Exercise passage:
※ ※ ※

Just for giggles, when I did replace that fuse which now let's the O2 sensor heater circuit work, what exactly did i do?

Thanks,

Chris

Double Down
August 2nd, 2004, 16:46
Okay,

So I just went through all the fuses in the engine and regular fuse box inside the cab. Nothing was blown. I unscrewed the IAC thing and here is a picture of it:

http://f1.pg.photos.yahoo.com/ph/beebech/detail?.dir=/43d9&.dnm=2951.jpg

The crazy thing is that if you push on the top it pushes down inside the black piece. So I messed with it as much as I could, made sure it was working and then put it back.

Then I pulled every single fuse and put them back in...here is my engine fusebox:

http://f1.pg.photos.yahoo.com/ph/beebech/detail?.dir=/43d9&.dnm=d59a.jpg

Now here is where it gets interesting again.

I started my XJ and noticed now that all the gauges except for the oil pressure gauge, speedometer, and rpm were working. So then I put it in reverse and it worked fine....THEN I put it in auto and tried to go forward and I swear it was like all the brakes were on, because it labored really hard and then died. So I started it again, put it in reverse and everything was fine, so I decided to put it in the "1/2" gear setting and it did the same thing as the auto settings.

Then I turned off the Jeep and turned it back on again...NONE of the gauges were working. I then waited for a sec and then turned the Jeep back on and the same 3 gauges were working. :huh:

What the heck is going on here?

I can possibly understand that the gauges are faulty because of a fuse not being inserted correctly, etc but what gives with the transmission?

I decided to crawl underneath to see if I could see anything and the only thing I saw was this thing on top of the transfer case/transmission (not exactly sure what it is):

http://f1.pg.photos.yahoo.com/ph/beebech/detail?.dir=/43d9&.dnm=7bb4.jpg

But I was thinking that this thing has to have a fuse somewhere and if so, could that be part of the problem...actually, what the heck does it do? :dunce:

I can't go anywhere or do anything till this thing is fixed, so whatever you guys can do to help would be great.

※ ※ ※

Stored items:
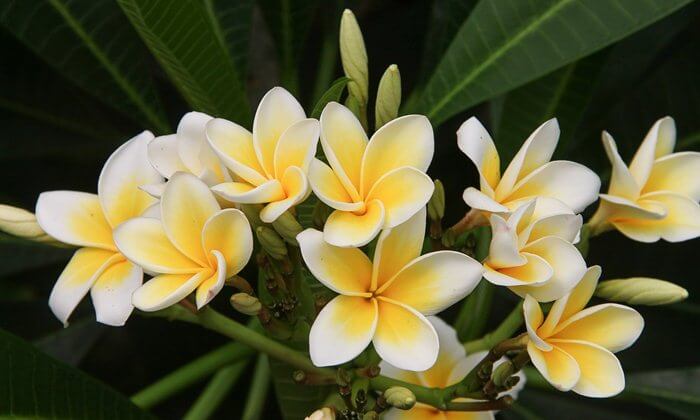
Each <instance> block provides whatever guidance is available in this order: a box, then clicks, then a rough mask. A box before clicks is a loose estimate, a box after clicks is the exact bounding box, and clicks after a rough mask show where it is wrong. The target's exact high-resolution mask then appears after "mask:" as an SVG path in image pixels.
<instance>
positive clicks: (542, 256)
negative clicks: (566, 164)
mask: <svg viewBox="0 0 700 420" xmlns="http://www.w3.org/2000/svg"><path fill="white" fill-rule="evenodd" d="M557 203H558V204H557ZM536 213H537V214H536ZM489 220H490V222H491V231H492V234H493V237H492V239H491V244H490V247H489V255H488V257H487V258H486V260H485V261H484V278H486V280H488V281H490V282H491V283H493V284H496V285H499V286H506V287H508V288H510V290H512V291H513V292H515V293H517V294H518V295H520V296H525V295H526V294H529V295H530V296H532V297H534V298H535V299H537V300H538V301H540V302H549V301H552V300H555V299H559V298H560V297H562V296H564V295H565V294H566V293H568V292H569V291H570V290H571V289H572V288H573V287H574V286H575V285H576V283H577V282H578V281H579V280H580V279H581V276H583V274H584V273H585V272H586V262H585V261H584V260H583V257H582V256H581V254H580V252H579V251H578V250H577V249H576V247H575V246H574V245H572V244H573V243H574V242H576V241H577V240H578V235H579V232H580V230H581V224H582V219H581V216H580V215H575V214H573V213H572V212H571V211H570V210H569V209H568V207H567V206H566V205H565V204H563V203H561V202H557V201H556V200H554V199H548V200H543V199H537V200H531V201H529V202H527V203H525V204H522V205H521V206H520V207H518V208H517V209H516V210H515V211H514V212H513V213H511V214H510V216H509V217H508V219H507V220H506V219H504V218H503V217H501V216H500V215H498V214H491V216H490V219H489Z"/></svg>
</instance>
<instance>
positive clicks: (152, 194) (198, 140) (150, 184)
mask: <svg viewBox="0 0 700 420" xmlns="http://www.w3.org/2000/svg"><path fill="white" fill-rule="evenodd" d="M211 120H212V117H210V116H209V115H207V114H203V113H201V112H188V113H187V114H185V115H184V116H183V117H182V119H180V124H178V126H177V132H176V133H175V134H169V135H167V136H159V137H156V138H155V139H153V141H151V142H150V143H149V144H148V159H149V160H150V162H151V164H152V165H153V167H154V168H155V169H156V171H158V172H159V173H160V174H161V175H162V176H163V177H165V178H166V179H170V178H171V177H172V176H173V175H174V174H175V172H188V173H191V174H193V175H196V176H197V177H199V178H200V179H201V180H202V181H204V182H205V183H206V184H207V185H209V186H210V187H211V186H213V185H216V184H220V183H222V182H226V181H230V180H231V176H230V175H229V173H228V170H226V168H225V167H224V166H223V165H222V164H221V162H220V161H219V159H218V158H217V157H216V155H215V154H214V152H213V151H212V150H211V147H209V144H208V143H207V140H206V130H205V128H206V125H207V123H208V122H209V121H211ZM141 188H142V189H143V190H144V191H146V192H148V193H149V194H151V195H152V196H154V197H160V196H161V194H163V189H164V188H165V183H160V184H150V185H143V186H142V187H141Z"/></svg>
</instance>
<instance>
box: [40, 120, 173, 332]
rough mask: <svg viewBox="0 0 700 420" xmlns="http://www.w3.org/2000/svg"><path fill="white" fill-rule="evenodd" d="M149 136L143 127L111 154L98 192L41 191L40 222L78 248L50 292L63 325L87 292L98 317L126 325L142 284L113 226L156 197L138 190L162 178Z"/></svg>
mask: <svg viewBox="0 0 700 420" xmlns="http://www.w3.org/2000/svg"><path fill="white" fill-rule="evenodd" d="M152 139H153V134H151V133H150V132H149V131H144V132H143V133H141V134H139V135H138V136H136V137H134V138H132V139H131V140H129V141H127V142H126V143H124V144H123V145H122V146H121V147H120V148H119V149H117V150H116V151H115V152H114V153H113V154H112V155H111V156H110V157H109V159H108V160H107V162H106V163H105V166H104V167H103V168H102V173H100V178H99V181H98V183H97V195H95V194H88V193H83V192H75V191H50V192H45V193H42V194H41V195H40V196H39V200H38V201H37V203H36V217H37V221H38V223H39V226H41V228H42V229H43V230H44V231H45V232H46V233H48V234H49V235H51V236H52V237H54V238H55V239H57V240H58V241H61V242H64V243H67V244H71V245H75V246H78V247H81V248H80V249H78V250H77V251H76V252H75V254H74V255H73V258H71V260H70V261H69V262H68V265H67V266H66V268H65V269H64V270H63V272H62V273H61V275H60V277H59V278H58V281H57V282H56V285H55V286H54V288H53V290H52V291H51V296H50V297H49V307H50V308H51V310H52V311H53V313H54V315H56V317H57V318H58V319H59V320H60V321H61V322H63V324H64V325H68V317H69V316H70V314H71V313H72V312H73V310H74V309H75V307H76V306H78V303H80V301H81V300H82V299H83V297H84V296H85V295H86V294H87V292H88V291H90V296H91V298H92V303H93V305H94V306H95V313H96V315H97V321H98V322H101V323H103V324H107V325H113V326H121V325H124V323H125V322H126V320H127V319H128V318H129V315H131V312H132V311H133V309H134V307H133V306H132V304H131V294H132V293H133V292H134V290H136V289H137V288H138V287H139V286H141V283H142V282H143V272H142V270H141V267H139V266H138V265H135V264H132V263H131V262H129V261H127V259H126V257H124V256H123V255H122V254H121V253H120V252H119V250H118V249H117V246H116V245H115V243H114V240H113V238H112V231H113V229H115V228H116V227H117V226H119V225H120V224H121V223H122V222H124V221H125V220H128V219H130V218H132V217H136V216H139V215H141V214H142V213H143V212H144V211H146V210H148V209H149V206H150V207H151V208H152V205H153V204H154V203H155V201H156V200H155V199H154V198H153V197H151V196H149V195H148V194H146V193H145V192H143V191H141V190H139V186H140V185H143V184H151V183H158V182H161V181H162V178H161V177H160V175H159V174H158V172H156V171H155V170H154V169H153V167H151V164H150V163H149V162H148V159H146V147H147V144H148V142H149V141H151V140H152Z"/></svg>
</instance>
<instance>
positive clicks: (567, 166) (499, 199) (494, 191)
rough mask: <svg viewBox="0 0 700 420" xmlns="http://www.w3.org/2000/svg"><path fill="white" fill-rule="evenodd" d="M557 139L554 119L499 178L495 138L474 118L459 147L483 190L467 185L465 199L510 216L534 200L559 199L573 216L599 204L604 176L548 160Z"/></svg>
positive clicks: (499, 158) (547, 122)
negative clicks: (598, 195)
mask: <svg viewBox="0 0 700 420" xmlns="http://www.w3.org/2000/svg"><path fill="white" fill-rule="evenodd" d="M558 141H559V124H558V123H557V120H556V119H551V120H549V121H547V122H545V123H544V124H542V125H541V126H539V127H538V128H537V129H536V130H535V131H534V132H533V133H532V134H530V137H528V139H527V140H525V143H523V145H522V147H521V148H520V150H519V151H518V153H517V154H516V155H515V157H514V158H513V160H512V161H511V162H510V164H509V165H508V167H507V168H506V170H505V172H503V174H501V161H500V158H499V156H498V151H497V150H496V146H495V145H494V143H493V140H492V139H491V136H490V135H489V133H488V132H487V131H486V129H485V128H484V126H483V125H481V123H480V122H479V120H477V119H476V118H475V117H472V118H470V119H468V120H467V121H465V122H464V124H462V126H461V127H460V128H459V130H458V131H457V143H458V145H459V148H460V149H461V150H462V151H463V152H464V154H466V155H467V157H469V159H471V161H472V162H474V165H476V168H477V169H478V170H479V178H480V190H477V189H476V188H473V187H469V188H467V189H466V190H465V191H464V195H463V198H464V201H465V202H466V203H467V204H468V205H469V206H470V207H472V208H473V209H477V210H481V211H483V212H488V213H508V212H511V211H513V210H515V209H516V208H517V207H518V206H519V205H520V204H522V202H523V201H526V200H530V199H532V198H535V197H543V198H555V199H557V200H559V201H561V202H563V203H564V204H566V205H567V206H568V207H569V208H570V209H571V210H572V211H573V212H574V213H580V212H581V211H583V209H584V208H586V206H588V205H589V204H591V203H593V202H594V201H596V199H597V198H598V191H599V190H600V178H598V176H597V175H596V174H595V173H594V172H593V171H591V170H590V169H588V168H586V167H585V166H583V165H580V164H578V163H574V162H569V161H566V160H556V161H552V162H550V159H551V158H552V154H554V149H555V148H556V147H557V142H558Z"/></svg>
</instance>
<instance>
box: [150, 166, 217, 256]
mask: <svg viewBox="0 0 700 420" xmlns="http://www.w3.org/2000/svg"><path fill="white" fill-rule="evenodd" d="M160 208H161V219H162V220H163V228H164V230H165V233H166V235H168V239H170V242H171V243H172V244H173V245H175V248H177V249H179V250H180V252H182V253H183V254H185V255H186V256H187V257H189V258H190V259H192V260H193V261H196V262H198V263H199V264H200V265H201V266H203V267H204V266H206V264H207V254H206V253H205V252H204V248H202V239H201V238H202V229H204V224H205V223H206V221H207V220H208V219H209V218H210V217H211V216H213V215H214V214H215V213H216V212H218V211H219V210H221V207H220V206H219V203H218V202H217V201H216V198H215V197H214V195H213V194H212V193H211V191H209V187H208V186H207V185H206V184H205V183H204V182H202V181H201V180H200V179H199V178H197V177H196V176H194V175H192V174H188V173H185V172H178V173H176V174H175V175H173V177H172V178H170V181H168V185H167V186H166V187H165V191H163V197H162V198H161V200H160Z"/></svg>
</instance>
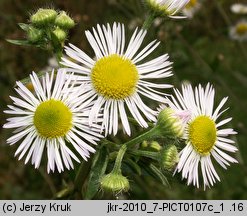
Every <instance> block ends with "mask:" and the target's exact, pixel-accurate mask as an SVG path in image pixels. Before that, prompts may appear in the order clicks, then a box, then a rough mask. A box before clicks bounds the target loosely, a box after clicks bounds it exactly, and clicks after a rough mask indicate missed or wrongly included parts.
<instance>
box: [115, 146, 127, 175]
mask: <svg viewBox="0 0 247 216" xmlns="http://www.w3.org/2000/svg"><path fill="white" fill-rule="evenodd" d="M126 150H127V145H126V144H123V145H122V147H121V148H120V150H119V152H118V154H117V158H116V160H115V164H114V167H113V170H112V173H116V174H120V173H121V165H122V160H123V156H124V154H125V152H126Z"/></svg>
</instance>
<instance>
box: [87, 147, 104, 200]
mask: <svg viewBox="0 0 247 216" xmlns="http://www.w3.org/2000/svg"><path fill="white" fill-rule="evenodd" d="M107 164H108V152H107V149H106V148H105V147H102V148H101V149H99V150H98V151H97V153H96V154H95V156H94V158H93V164H92V168H91V171H90V174H89V179H88V184H87V190H86V193H85V197H84V198H85V199H92V198H93V197H94V196H95V195H96V193H97V192H98V190H99V188H100V180H101V178H102V176H103V175H104V174H105V171H106V167H107Z"/></svg>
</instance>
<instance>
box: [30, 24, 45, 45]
mask: <svg viewBox="0 0 247 216" xmlns="http://www.w3.org/2000/svg"><path fill="white" fill-rule="evenodd" d="M43 35H44V32H43V31H42V30H40V29H37V28H34V27H29V29H28V31H27V38H28V40H29V41H31V42H32V43H36V42H38V41H39V40H41V39H42V38H43Z"/></svg>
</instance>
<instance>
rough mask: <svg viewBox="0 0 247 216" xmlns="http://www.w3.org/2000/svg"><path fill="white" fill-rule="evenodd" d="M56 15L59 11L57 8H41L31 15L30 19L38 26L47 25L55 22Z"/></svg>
mask: <svg viewBox="0 0 247 216" xmlns="http://www.w3.org/2000/svg"><path fill="white" fill-rule="evenodd" d="M56 17H57V12H56V11H55V10H53V9H43V8H40V9H39V10H38V11H37V12H36V13H35V14H33V15H32V16H31V17H30V20H31V23H33V24H34V25H36V26H45V25H47V24H53V23H54V21H55V19H56Z"/></svg>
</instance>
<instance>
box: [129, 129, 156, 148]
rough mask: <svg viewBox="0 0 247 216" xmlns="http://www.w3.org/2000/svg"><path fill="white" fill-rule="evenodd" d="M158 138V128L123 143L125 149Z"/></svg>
mask: <svg viewBox="0 0 247 216" xmlns="http://www.w3.org/2000/svg"><path fill="white" fill-rule="evenodd" d="M158 136H160V131H159V129H158V127H153V128H152V129H151V130H149V131H147V132H145V133H143V134H141V135H140V136H138V137H136V138H134V139H132V140H130V141H128V142H126V143H124V144H125V145H126V146H127V147H130V146H133V145H136V144H138V143H141V142H143V141H144V140H150V139H154V138H156V137H158Z"/></svg>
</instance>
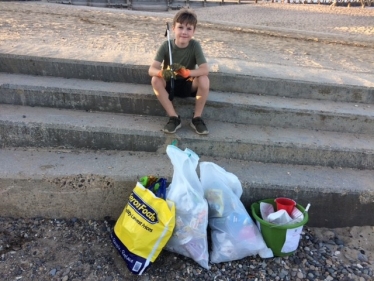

※ ※ ※

Task instructions:
#1 According to the Jeep forum post, which gauges were not working when the XJ was started after the fuses were pulled and reinserted?
#2 In the records, swap "box" for "rectangle" in the part that runs from the start of the records through the line containing "negative clicks: (566, 164)", and reproduce only that part with the pictures left out.

Response list:
#1 The oil pressure gauge, the speedometer, and the rpm gauge.

#2
Each <instance> block provides whatever guidance is available in this order: a rectangle, then clicks, then a rough mask. A rectangle before clicks is a loose estimate, a rectangle after clicks is the exact bounding rectangle, and clicks after a rough mask show where it is wrong. The target's exact high-resolution mask then appears after "mask:" as an SVG path in image pixels.
<instance>
positive clicks: (542, 256)
negative clicks: (566, 164)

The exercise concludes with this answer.